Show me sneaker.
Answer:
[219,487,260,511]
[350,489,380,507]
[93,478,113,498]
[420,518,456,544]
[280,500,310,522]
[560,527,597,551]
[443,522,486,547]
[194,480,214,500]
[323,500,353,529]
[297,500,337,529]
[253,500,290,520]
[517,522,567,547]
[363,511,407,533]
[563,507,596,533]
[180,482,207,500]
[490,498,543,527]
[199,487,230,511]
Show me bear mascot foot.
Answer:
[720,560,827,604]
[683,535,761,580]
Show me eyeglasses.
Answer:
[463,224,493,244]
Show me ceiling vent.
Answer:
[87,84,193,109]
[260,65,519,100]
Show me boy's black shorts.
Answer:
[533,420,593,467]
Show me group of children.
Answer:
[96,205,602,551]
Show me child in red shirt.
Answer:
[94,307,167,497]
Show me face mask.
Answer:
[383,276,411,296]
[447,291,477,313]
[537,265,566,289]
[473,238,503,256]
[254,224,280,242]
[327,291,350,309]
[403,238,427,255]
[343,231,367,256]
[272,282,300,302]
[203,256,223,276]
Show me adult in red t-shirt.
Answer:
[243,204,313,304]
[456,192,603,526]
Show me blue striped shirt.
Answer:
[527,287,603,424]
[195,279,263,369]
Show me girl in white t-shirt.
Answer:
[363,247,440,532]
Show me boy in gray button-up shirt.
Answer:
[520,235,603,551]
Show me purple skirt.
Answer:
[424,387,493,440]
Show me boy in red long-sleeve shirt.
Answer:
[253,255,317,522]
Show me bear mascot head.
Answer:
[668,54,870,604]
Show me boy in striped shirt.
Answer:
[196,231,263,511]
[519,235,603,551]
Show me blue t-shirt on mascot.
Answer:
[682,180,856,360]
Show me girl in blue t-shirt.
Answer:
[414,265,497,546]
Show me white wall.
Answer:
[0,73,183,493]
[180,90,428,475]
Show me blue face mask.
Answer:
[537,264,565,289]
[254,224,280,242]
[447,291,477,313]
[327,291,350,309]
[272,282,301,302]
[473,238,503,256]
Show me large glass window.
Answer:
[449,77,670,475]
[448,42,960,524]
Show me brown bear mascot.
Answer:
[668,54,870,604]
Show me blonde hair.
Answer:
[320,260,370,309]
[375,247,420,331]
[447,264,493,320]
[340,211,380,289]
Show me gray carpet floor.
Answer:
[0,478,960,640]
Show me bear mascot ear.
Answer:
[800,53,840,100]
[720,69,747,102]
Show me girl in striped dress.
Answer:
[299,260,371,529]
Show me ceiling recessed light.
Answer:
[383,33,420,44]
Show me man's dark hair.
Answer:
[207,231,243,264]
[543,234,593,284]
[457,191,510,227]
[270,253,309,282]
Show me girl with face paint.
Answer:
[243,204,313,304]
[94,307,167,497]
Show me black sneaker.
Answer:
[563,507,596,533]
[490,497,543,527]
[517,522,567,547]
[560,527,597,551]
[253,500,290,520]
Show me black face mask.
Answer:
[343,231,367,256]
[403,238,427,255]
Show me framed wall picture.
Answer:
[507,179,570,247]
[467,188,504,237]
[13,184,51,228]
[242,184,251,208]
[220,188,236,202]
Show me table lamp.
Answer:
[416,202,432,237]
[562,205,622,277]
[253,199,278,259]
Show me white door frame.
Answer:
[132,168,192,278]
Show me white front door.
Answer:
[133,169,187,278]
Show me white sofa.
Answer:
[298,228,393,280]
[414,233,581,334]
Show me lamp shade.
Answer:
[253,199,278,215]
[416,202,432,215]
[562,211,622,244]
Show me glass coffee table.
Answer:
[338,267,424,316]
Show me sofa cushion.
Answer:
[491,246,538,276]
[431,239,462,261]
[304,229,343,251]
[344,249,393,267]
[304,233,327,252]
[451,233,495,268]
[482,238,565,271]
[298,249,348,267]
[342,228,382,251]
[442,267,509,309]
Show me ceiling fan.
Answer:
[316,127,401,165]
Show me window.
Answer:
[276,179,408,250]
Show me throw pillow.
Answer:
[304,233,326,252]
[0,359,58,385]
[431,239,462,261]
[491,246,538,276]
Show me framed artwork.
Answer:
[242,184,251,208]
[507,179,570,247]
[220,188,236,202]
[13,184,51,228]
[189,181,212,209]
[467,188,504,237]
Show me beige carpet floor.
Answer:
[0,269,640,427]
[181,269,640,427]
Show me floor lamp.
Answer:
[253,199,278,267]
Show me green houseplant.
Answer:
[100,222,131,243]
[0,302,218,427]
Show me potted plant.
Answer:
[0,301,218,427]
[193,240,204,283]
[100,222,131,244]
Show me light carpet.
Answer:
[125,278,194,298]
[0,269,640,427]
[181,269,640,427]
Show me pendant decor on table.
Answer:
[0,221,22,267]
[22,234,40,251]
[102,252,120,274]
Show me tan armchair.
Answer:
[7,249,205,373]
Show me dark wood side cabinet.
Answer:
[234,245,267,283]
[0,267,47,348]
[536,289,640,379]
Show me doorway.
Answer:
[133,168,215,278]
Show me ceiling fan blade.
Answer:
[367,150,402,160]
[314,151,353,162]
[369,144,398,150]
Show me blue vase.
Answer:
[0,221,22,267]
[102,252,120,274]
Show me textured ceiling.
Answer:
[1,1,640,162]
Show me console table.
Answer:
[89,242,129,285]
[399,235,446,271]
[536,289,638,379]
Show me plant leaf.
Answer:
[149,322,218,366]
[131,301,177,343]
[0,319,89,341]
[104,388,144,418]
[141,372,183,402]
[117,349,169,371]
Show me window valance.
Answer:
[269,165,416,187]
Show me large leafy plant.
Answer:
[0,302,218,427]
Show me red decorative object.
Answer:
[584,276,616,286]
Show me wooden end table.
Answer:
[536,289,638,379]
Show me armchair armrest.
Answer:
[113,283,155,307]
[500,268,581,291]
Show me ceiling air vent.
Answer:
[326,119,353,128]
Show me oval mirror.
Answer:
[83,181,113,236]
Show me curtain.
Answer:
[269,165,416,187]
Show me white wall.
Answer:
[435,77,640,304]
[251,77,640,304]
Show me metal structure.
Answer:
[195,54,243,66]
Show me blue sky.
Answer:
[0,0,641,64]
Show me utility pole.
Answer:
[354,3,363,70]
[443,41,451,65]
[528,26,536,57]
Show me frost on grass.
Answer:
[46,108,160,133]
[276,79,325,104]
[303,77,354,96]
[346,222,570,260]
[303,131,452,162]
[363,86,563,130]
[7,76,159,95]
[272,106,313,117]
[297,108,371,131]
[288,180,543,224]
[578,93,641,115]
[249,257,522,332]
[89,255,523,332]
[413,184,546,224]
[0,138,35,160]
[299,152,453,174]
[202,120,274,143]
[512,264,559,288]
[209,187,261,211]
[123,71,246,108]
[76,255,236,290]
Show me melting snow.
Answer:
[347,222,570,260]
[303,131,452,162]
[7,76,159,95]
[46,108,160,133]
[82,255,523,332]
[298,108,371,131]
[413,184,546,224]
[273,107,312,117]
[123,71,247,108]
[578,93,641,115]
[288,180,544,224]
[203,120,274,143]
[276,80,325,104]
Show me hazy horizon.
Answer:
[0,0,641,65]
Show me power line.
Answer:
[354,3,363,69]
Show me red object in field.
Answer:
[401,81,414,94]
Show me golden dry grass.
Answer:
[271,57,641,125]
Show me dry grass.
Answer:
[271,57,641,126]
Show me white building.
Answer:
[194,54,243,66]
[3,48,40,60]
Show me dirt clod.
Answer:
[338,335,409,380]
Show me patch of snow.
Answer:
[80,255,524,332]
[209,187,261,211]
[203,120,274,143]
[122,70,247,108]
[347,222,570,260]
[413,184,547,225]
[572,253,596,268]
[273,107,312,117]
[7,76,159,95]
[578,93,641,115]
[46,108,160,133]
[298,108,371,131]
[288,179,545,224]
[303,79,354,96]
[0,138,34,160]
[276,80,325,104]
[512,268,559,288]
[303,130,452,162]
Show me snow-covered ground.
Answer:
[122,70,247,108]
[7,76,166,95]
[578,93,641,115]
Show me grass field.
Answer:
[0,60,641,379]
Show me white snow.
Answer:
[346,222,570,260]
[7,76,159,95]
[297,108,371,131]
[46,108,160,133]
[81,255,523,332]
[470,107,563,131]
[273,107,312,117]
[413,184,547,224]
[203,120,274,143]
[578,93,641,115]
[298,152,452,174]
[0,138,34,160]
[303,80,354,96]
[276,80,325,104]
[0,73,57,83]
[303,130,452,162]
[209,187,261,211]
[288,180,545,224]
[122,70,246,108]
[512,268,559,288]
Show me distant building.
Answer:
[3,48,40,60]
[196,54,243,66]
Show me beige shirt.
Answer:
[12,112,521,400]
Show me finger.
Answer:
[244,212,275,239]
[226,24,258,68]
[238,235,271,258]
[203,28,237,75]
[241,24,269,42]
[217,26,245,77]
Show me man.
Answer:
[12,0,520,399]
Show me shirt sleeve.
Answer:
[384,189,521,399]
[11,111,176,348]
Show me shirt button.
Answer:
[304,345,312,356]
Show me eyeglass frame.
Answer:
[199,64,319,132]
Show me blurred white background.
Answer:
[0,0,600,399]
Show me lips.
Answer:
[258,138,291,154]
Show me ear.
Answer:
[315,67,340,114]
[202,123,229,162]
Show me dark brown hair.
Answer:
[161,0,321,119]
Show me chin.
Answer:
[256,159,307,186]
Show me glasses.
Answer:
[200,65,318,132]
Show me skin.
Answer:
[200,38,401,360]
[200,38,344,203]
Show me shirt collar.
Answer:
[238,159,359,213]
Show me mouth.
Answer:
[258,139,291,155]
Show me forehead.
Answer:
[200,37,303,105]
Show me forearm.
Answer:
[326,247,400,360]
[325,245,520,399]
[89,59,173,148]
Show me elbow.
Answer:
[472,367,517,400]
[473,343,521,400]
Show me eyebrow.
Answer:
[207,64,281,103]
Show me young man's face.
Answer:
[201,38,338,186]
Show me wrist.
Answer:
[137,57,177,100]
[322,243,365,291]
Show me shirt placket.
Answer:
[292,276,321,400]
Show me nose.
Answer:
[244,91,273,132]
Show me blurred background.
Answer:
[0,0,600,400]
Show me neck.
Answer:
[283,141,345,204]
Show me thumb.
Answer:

—————

EXERCISE DETAILS:
Format the rows as a numbered list, from the first line of the rows up to and including the line with "[456,192,603,526]". Leave out any blank lines.

FINISHED EXERCISE:
1. Show me sneaker.
2. Answer:
3. [219,487,260,511]
4. [350,489,380,507]
5. [93,478,113,498]
6. [420,518,456,544]
7. [280,500,310,522]
8. [560,527,597,551]
9. [443,522,486,547]
10. [194,480,214,500]
11. [323,500,353,529]
12. [297,500,337,529]
13. [253,500,290,520]
14. [517,522,567,547]
15. [363,511,407,533]
16. [563,507,596,533]
17. [180,482,207,500]
18. [490,498,543,527]
19. [199,487,230,511]
20. Show me bear mascot foot.
21. Answer:
22. [720,560,827,604]
23. [683,535,761,580]
24. Show me eyeglasses.
25. Answer:
26. [463,224,493,244]
27. Show me ceiling vent.
28. Answer:
29. [87,84,193,109]
30. [260,65,519,100]
31. Show me boy's black shorts.
32. Answer:
33. [533,420,593,467]
34. Show me group of children.
35. Answer:
36. [96,205,602,551]
37. Show me child in red shirt.
38. Answer:
39. [94,307,167,497]
40. Show me face mask.
41. Answer:
42. [383,276,411,296]
43. [447,291,477,313]
44. [537,265,566,289]
45. [473,238,503,256]
46. [254,224,280,242]
47. [327,291,350,309]
48. [403,238,427,255]
49. [343,231,367,256]
50. [272,282,300,302]
51. [203,256,223,276]
52. Show me adult in red t-shirt.
53. Answer:
54. [243,204,313,304]
55. [456,192,603,526]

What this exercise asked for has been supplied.